== Stated task ==
Rewrite the lines starting at the one containing "The service SHOULD locate every instance of the green wooden" and ending at the one containing "Target: stone curb", with "marker" replaced by "pin" and nothing else changed.

== Input material ==
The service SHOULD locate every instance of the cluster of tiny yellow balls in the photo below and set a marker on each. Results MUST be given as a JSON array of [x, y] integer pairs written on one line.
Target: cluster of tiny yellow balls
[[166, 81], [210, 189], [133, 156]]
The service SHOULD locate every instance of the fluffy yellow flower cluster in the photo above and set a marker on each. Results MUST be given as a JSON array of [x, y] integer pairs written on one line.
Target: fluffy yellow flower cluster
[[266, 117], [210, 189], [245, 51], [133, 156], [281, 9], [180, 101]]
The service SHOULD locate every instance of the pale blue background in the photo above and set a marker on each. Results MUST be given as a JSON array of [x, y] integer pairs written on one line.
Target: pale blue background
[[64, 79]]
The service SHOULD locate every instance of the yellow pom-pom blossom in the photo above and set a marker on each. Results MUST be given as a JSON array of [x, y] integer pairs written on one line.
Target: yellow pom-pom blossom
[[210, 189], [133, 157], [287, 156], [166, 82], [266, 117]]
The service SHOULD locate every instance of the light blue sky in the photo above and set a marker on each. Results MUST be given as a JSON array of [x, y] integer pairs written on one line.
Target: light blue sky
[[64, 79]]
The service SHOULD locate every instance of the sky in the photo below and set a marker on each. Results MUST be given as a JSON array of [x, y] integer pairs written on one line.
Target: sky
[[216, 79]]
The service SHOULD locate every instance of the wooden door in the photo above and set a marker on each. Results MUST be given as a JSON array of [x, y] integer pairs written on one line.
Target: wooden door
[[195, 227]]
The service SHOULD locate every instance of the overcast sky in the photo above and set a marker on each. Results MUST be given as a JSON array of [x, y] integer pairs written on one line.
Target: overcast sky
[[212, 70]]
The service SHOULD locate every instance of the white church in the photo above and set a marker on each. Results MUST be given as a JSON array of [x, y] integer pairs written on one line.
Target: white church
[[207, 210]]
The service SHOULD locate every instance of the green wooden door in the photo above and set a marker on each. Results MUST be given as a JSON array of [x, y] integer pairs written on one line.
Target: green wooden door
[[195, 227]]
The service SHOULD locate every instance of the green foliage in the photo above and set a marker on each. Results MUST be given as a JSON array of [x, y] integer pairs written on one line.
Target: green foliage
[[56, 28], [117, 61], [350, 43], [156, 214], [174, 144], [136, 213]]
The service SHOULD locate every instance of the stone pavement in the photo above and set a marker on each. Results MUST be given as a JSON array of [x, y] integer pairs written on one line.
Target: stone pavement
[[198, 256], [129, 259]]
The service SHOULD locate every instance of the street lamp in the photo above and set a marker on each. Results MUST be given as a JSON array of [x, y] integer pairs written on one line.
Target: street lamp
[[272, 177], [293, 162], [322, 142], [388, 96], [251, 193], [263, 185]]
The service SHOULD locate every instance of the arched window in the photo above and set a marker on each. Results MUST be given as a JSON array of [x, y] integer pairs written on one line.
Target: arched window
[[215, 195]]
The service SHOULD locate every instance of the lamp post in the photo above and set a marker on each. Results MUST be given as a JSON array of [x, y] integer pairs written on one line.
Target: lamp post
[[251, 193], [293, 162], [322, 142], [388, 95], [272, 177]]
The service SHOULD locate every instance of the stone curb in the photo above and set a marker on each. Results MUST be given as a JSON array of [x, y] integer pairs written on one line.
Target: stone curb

---

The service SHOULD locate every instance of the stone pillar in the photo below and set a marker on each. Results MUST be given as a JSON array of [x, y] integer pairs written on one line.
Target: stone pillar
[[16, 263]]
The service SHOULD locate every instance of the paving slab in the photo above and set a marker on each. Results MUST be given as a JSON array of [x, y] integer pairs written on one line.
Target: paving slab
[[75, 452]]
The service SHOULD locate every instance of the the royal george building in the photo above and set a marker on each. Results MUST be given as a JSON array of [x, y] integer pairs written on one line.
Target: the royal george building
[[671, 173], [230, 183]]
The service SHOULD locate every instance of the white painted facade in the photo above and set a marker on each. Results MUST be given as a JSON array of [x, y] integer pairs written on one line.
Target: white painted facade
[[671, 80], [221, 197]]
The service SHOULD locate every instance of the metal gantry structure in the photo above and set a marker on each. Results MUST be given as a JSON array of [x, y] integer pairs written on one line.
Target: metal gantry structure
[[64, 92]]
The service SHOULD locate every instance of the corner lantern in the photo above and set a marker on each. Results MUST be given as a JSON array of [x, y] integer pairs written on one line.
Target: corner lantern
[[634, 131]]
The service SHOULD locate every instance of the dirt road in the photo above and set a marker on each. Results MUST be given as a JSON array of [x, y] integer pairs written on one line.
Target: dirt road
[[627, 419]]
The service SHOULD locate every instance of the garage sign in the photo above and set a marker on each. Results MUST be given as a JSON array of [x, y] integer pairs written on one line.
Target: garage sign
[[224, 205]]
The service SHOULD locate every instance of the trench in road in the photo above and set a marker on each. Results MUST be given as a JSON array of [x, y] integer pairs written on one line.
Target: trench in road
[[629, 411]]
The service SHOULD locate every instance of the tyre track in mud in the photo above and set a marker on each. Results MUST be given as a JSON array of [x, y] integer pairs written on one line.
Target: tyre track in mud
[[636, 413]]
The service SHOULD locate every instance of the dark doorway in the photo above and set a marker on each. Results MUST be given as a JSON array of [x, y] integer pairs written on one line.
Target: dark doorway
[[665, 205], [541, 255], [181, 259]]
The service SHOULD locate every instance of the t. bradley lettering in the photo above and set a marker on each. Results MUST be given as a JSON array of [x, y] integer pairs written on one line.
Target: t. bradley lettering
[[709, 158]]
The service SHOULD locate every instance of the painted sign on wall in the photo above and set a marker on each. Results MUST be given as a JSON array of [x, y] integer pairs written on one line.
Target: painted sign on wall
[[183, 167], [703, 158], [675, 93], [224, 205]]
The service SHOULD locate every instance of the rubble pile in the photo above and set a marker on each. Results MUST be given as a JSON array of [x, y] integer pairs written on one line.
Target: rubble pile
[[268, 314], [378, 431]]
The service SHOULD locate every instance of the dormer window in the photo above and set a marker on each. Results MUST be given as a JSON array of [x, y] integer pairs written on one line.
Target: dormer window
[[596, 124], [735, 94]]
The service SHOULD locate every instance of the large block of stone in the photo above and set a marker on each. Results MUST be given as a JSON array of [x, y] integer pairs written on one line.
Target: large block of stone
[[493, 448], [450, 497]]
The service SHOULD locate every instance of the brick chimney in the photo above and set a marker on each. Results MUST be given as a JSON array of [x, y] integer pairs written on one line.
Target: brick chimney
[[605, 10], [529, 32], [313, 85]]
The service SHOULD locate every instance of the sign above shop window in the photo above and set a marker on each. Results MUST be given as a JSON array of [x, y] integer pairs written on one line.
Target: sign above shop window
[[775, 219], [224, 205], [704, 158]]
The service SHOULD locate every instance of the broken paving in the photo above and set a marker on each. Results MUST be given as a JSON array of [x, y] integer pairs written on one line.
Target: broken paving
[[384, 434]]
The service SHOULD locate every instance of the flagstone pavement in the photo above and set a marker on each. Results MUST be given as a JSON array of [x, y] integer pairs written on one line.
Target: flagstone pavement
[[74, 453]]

...

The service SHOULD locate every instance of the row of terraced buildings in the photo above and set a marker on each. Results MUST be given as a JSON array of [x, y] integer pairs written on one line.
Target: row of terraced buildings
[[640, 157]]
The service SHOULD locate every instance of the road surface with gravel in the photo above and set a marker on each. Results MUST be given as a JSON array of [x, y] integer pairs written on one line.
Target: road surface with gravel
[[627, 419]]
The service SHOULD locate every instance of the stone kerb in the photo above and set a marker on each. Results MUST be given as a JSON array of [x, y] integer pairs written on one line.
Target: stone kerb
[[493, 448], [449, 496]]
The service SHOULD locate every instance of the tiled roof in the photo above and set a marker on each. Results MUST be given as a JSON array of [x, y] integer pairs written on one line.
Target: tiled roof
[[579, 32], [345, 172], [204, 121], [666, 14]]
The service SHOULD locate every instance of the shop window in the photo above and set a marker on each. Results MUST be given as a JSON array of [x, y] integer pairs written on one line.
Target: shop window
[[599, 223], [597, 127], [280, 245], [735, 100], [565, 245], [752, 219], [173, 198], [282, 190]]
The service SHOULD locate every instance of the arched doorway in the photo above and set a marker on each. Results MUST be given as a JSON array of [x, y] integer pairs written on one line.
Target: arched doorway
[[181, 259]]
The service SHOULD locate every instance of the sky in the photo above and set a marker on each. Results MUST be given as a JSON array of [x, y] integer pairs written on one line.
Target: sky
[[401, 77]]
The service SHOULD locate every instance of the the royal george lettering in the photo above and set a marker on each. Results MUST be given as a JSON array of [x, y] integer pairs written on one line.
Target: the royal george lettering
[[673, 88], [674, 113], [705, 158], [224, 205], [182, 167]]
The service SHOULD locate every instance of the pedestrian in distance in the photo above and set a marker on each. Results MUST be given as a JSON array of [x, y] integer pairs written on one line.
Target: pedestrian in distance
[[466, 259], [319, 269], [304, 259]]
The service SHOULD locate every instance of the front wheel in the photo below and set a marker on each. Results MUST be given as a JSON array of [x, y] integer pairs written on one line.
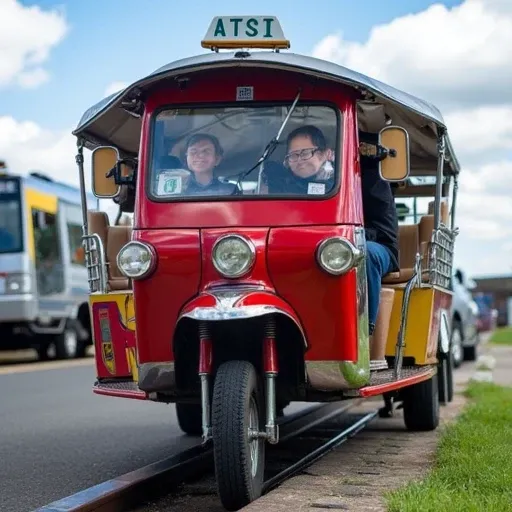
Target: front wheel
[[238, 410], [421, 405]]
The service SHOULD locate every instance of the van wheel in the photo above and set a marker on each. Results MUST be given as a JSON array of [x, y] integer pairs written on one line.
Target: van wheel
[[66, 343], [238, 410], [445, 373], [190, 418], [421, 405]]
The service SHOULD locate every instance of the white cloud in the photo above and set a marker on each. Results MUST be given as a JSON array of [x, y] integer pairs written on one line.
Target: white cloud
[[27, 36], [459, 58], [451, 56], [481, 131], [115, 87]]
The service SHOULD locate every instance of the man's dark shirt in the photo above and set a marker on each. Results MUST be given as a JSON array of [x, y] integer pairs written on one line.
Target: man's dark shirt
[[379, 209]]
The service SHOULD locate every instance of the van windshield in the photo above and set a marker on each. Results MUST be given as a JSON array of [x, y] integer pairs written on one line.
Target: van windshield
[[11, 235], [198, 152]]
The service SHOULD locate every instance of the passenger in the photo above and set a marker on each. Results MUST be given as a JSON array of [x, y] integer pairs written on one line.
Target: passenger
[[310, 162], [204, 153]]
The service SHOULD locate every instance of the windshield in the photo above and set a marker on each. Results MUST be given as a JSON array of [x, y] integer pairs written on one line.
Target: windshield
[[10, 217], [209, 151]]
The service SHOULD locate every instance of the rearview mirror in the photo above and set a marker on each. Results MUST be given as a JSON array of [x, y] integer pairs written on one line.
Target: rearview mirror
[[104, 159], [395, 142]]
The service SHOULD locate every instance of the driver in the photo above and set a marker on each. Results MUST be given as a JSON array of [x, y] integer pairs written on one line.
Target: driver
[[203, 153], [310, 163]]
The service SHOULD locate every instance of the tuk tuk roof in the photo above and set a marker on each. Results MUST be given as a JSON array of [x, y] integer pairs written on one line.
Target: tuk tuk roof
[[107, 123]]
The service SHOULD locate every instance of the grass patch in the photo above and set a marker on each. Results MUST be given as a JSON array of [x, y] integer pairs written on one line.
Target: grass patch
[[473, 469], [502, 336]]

== Response to the exercise ==
The service SHOULD locate every instance of the green wooden door in the photo above and set a pin on each. Results MUST be given as a JSON array of [x, y] integer pairs written on one line.
Target: green wooden door
[[195, 227]]
The service SHOULD locate every instance of the green foliage in the photo above and set a pin on each. Results MUST be given as a JSON array of [x, y] integer pairs written on one line.
Target: green foliage
[[56, 28], [117, 61], [350, 43], [156, 214], [174, 144], [136, 213]]
The service SHOULD locate every instance of the stone pavement in the photo above and set a pin on each. Results MUST be given as a JSON array of [x, y] integer pairs written on one line.
Target: stone pavement
[[198, 256], [129, 259]]
The service SHOULD locate every instance of the street lamp in the photo above and set a pin on each. Results MUST be given as a JSON array of [x, y] integer pairs written on one line.
Target: street lamp
[[272, 177], [293, 162], [322, 142], [388, 96], [251, 193], [263, 185]]
The service SHOULD locate every instance of the arched window in the photo above and set a pin on each. Results MUST be given as a JSON array of [x, y] integer pairs written on one line.
Target: arched window
[[215, 195]]
The service SHOULD locate every instance of the lamp post in the photo above and set a pin on each. Results MUST be given as a JSON array of [x, y] integer pairs written on one line.
Target: lamp post
[[251, 193], [293, 162], [322, 142], [388, 95], [272, 177]]
The service SHOULD locate every instance of the stone curb in the photo above and set a pin on each. Results MUST be given as a JSON array of [x, y] integer pairs written on one line.
Target: stone curb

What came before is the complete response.